#### [Problem details]
The records below are to be written out exactly, with every picture omitted.
(Beginning of Records for this task)
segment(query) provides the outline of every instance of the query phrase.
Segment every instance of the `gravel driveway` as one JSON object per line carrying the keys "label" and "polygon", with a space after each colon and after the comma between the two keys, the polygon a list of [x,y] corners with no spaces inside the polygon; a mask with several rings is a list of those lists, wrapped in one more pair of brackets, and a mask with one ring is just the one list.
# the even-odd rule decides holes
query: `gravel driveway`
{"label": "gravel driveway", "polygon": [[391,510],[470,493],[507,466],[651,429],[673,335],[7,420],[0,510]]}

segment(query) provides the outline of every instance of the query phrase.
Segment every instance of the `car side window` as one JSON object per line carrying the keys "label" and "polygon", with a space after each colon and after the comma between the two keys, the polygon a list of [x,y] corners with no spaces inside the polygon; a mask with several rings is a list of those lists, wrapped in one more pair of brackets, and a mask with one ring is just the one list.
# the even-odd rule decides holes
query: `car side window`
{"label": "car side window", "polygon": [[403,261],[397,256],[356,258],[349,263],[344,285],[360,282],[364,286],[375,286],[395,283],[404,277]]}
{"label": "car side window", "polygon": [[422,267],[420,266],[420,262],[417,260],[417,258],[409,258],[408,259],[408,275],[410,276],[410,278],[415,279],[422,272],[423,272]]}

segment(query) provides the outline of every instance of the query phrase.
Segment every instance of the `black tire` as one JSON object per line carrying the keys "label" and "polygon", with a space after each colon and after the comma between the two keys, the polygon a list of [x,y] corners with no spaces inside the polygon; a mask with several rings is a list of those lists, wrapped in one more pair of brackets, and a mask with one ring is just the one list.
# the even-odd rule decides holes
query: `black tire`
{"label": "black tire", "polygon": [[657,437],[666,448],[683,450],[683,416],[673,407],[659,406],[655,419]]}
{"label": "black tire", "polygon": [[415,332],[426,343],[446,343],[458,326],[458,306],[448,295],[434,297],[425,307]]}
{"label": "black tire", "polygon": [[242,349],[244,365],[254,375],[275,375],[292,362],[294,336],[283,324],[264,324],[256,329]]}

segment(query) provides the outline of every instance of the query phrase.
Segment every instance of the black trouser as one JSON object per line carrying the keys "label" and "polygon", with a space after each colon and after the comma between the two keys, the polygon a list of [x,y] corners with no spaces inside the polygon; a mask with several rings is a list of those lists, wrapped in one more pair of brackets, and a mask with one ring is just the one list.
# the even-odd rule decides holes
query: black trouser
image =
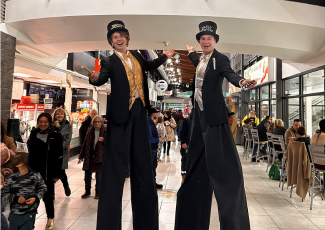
(End of Records for this task)
#### [Answer for the task]
segment(query) provides the outline of every instance of the query phrase.
Segment every instance of the `gravel driveway` as one JSON object per line carrying the keys "label" and "polygon", with a space after each colon and after the comma between the two keys, the polygon a list of [x,y] corners with no spaces inside the polygon; a mask with several rings is a list of those lists, wrapped in one more pair of brackets, and a mask with one ring is just the one list.
# the even-odd rule decides holes
query: `gravel driveway`
{"label": "gravel driveway", "polygon": [[391,510],[470,493],[507,466],[651,429],[673,335],[7,420],[0,510]]}

segment(query) provides the outline of every instance of the query phrase.
Segment every instance of the `car side window` as one JSON object per line carrying the keys "label" and "polygon", with a space after each colon and after the comma between the two keys, the polygon a list of [x,y] corners with no spaces inside the polygon; a mask with several rings is a list of those lists, wrapped in one more pair of brackets, and a mask with one ring is just the one list.
# the even-odd rule decides holes
query: `car side window`
{"label": "car side window", "polygon": [[403,261],[397,256],[356,258],[349,263],[344,285],[360,282],[364,286],[375,286],[395,283],[404,277]]}
{"label": "car side window", "polygon": [[422,267],[420,266],[420,262],[417,260],[417,258],[409,258],[408,259],[408,275],[410,276],[410,278],[415,279],[422,272],[423,272]]}

segment(query) provides the outline of every instance of the query phrase.
Segment every instance of the `black tire` as one JSON object per line carrying the keys "label" and "polygon", with a space after each colon and after the comma between the two keys, the polygon a list of [x,y] corners with no spaces inside the polygon; a mask with several rings is a list of those lists, wrapped in one more pair of brackets, and a mask with one ring is just the one list.
# the even-odd rule decides holes
query: `black tire`
{"label": "black tire", "polygon": [[657,437],[666,448],[683,450],[683,416],[673,407],[659,406],[655,419]]}
{"label": "black tire", "polygon": [[415,332],[426,343],[446,343],[458,326],[458,306],[448,295],[434,297],[425,307]]}
{"label": "black tire", "polygon": [[242,349],[244,365],[254,375],[275,375],[292,362],[294,336],[283,324],[264,324],[256,329]]}

segment(query) provides the outline of every instance of the query phrase.
Segment every instance of the black trouser as one JSON object per line carrying the keys "label" and "polygon", with a space after each colon and after the comma between the two keys, the polygon a list of [x,y] corners with no spaces inside the polygon; a mask with several rings is a list of those lists, wrapped in one more pair of brackets, and a mask with one ring is just the one list.
# the even-odd rule decides holes
query: black trouser
image =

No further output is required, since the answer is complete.